### INSTRUCTIONS FOR THE TASK
Every record must be written out once more, with nothing added or omitted.

(Pointing dataset excerpts)
----------------

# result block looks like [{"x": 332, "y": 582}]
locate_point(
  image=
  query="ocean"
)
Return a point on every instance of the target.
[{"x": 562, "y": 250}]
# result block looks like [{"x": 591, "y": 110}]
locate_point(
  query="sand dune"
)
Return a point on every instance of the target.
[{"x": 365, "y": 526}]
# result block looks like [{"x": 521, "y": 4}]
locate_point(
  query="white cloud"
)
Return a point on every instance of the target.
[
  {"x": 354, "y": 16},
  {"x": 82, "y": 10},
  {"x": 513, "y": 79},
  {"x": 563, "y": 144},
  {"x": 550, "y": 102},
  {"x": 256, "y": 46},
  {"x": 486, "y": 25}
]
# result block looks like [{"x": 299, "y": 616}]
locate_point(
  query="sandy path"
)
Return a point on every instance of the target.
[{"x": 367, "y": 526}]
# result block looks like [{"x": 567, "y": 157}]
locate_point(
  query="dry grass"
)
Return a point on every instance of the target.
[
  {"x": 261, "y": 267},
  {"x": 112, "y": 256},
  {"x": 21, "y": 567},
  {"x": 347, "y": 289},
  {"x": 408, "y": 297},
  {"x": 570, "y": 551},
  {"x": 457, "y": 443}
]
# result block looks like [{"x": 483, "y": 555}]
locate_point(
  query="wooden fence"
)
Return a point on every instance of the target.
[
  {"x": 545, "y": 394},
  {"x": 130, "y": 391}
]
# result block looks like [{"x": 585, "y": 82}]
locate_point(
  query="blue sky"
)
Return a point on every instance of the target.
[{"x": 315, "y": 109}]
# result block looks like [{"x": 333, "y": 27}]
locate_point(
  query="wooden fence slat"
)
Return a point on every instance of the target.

----------------

### ANSWER FOR THE TASK
# result block looks like [{"x": 332, "y": 582}]
locate_point(
  image=
  query="ocean"
)
Return a point on every instance of the target.
[{"x": 562, "y": 250}]
# result block looks like [{"x": 591, "y": 110}]
locate_point(
  query="sand dune"
)
Return a point on every instance of the target.
[{"x": 365, "y": 526}]
# result block looks like [{"x": 521, "y": 4}]
locate_point(
  query="white cloud"
)
Return a point on every instance of the target.
[
  {"x": 354, "y": 16},
  {"x": 82, "y": 10},
  {"x": 513, "y": 79},
  {"x": 563, "y": 144},
  {"x": 550, "y": 102},
  {"x": 256, "y": 46},
  {"x": 486, "y": 25}
]
# result block looks like [{"x": 299, "y": 616}]
locate_point(
  query="sandy path"
)
Return a point on every instance of the target.
[{"x": 367, "y": 526}]
# result block looks like [{"x": 567, "y": 157}]
locate_point(
  query="dry grass"
)
Return a point on every instance of the target.
[
  {"x": 261, "y": 267},
  {"x": 112, "y": 256},
  {"x": 21, "y": 567},
  {"x": 347, "y": 289},
  {"x": 408, "y": 297},
  {"x": 570, "y": 551},
  {"x": 457, "y": 443}
]
# result block looks like [{"x": 483, "y": 555}]
locate_point(
  query="wooden fence"
)
Return a point on every instance of the target.
[
  {"x": 545, "y": 394},
  {"x": 130, "y": 391}
]
# result block looks like [{"x": 585, "y": 82}]
locate_point(
  query="blue sky"
)
Return a point on every instance of the target.
[{"x": 315, "y": 109}]
# result block looks like [{"x": 333, "y": 27}]
locate_point(
  query="wooden fence slat"
)
Return a point on every instance of the target.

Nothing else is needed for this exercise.